WHAT IS NEEDED: Print the text on paternal age and autism risk word for word.

TEXT SHOWN:
Men over 40 are almost six times more likely to father a child with autism than younger men, according to a new study.
Israeli researchers looked at birth data of more than 130,000 people born in the 1980s, where the paternal and maternal ages had been recorded. Of these 110 – or just over 1 in 1000 – had an "autism spectrum disorder". ASD can include autism, Asperger syndrome and Rett syndrome.
“Men who were over 40 at the time of the child’s birth were 5.75 times as likely to have a child with ASD compared with men under 30,” says Abraham Reichenberg at Mount Sinai School of Medicine in New York, US. “The risk was slightly higher for men in their 30s – they were 1.6 times as likely to produce a child with ASD.”
Older maternal age was not found to be a risk factor for ASD. “There might be a maternal age effect, but there were so few women in our study that gave birth after the age of 40 that it was not statistically significant,” explains Reichenberg, who carried out the study with colleagues.
As people age, their cells’ DNA repair mechanisms lose some functionality. As a result, more of the randomly occurring genetic mutations occurring in sperm-producing cells may be passed from father to offspring, suggests Reichenberg, who now works at the Institute of Psychiatry at Kings College London, UK.

Previous studies have shown a link between paternal age and the risk of other neurological conditions, including schizophrenia and Down’s syndrome.
Reichenberg is now researching the clinical implications of this study. “It might give us some information about the types of mutations that lead people to develop these disorders,” he says.

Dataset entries
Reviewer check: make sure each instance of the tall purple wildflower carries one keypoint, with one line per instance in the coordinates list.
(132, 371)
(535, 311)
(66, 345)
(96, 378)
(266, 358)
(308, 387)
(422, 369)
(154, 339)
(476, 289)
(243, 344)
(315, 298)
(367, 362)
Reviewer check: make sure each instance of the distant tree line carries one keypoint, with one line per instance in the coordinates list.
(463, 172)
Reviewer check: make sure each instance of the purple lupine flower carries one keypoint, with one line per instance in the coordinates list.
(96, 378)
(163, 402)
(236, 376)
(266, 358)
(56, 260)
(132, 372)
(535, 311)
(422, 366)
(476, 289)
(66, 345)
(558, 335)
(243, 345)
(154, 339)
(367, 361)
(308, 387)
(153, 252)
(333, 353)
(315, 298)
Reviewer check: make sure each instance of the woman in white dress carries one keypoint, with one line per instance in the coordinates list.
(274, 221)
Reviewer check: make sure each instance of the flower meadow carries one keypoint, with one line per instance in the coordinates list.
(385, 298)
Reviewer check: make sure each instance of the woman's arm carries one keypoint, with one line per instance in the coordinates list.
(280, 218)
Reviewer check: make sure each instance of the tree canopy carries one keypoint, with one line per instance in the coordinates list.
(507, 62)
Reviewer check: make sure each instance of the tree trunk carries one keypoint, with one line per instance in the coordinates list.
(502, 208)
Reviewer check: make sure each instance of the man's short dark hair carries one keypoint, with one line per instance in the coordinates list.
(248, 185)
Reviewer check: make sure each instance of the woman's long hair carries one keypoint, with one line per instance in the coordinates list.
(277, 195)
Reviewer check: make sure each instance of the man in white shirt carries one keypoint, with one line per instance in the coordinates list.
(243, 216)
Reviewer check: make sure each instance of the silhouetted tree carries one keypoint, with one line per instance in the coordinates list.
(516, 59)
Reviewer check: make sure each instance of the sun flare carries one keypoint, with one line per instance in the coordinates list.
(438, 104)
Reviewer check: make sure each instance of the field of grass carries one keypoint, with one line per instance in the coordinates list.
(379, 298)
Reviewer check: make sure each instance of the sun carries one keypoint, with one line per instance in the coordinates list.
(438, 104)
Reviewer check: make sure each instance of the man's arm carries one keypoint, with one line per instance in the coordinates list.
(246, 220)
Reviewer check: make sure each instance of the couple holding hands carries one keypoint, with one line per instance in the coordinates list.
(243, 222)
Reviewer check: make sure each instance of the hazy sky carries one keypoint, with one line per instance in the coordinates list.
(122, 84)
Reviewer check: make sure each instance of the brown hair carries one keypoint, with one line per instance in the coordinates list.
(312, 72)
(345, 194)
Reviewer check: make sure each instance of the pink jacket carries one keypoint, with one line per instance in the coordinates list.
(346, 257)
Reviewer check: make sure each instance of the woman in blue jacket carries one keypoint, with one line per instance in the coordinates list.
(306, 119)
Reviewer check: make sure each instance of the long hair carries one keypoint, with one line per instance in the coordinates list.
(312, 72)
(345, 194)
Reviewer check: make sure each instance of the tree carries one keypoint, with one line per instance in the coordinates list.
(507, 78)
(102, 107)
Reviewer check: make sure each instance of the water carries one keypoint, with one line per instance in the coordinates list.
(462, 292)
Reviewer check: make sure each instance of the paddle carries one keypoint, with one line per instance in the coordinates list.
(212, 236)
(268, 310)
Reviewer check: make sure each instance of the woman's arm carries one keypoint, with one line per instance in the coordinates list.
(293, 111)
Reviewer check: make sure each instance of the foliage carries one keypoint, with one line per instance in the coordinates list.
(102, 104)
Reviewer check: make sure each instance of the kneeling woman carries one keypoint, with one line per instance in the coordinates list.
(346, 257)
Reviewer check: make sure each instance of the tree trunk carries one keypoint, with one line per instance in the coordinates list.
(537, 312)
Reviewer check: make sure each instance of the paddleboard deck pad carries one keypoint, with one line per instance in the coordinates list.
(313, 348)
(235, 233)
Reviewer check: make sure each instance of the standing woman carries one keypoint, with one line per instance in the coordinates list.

RESULT OF THE TASK:
Men over 40 are almost six times more likely to father a child with autism than younger men, according to a new study.
Israeli researchers looked at birth data of more than 130,000 people born in the 1980s, where the paternal and maternal ages had been recorded. Of these 110 – or just over 1 in 1000 – had an "autism spectrum disorder". ASD can include autism, Asperger syndrome and Rett syndrome.
“Men who were over 40 at the time of the child’s birth were 5.75 times as likely to have a child with ASD compared with men under 30,” says Abraham Reichenberg at Mount Sinai School of Medicine in New York, US. “The risk was slightly higher for men in their 30s – they were 1.6 times as likely to produce a child with ASD.”
Older maternal age was not found to be a risk factor for ASD. “There might be a maternal age effect, but there were so few women in our study that gave birth after the age of 40 that it was not statistically significant,” explains Reichenberg, who carried out the study with colleagues.
As people age, their cells’ DNA repair mechanisms lose some functionality. As a result, more of the randomly occurring genetic mutations occurring in sperm-producing cells may be passed from father to offspring, suggests Reichenberg, who now works at the Institute of Psychiatry at Kings College London, UK.

Previous studies have shown a link between paternal age and the risk of other neurological conditions, including schizophrenia and Down’s syndrome.
Reichenberg is now researching the clinical implications of this study. “It might give us some information about the types of mutations that lead people to develop these disorders,” he says.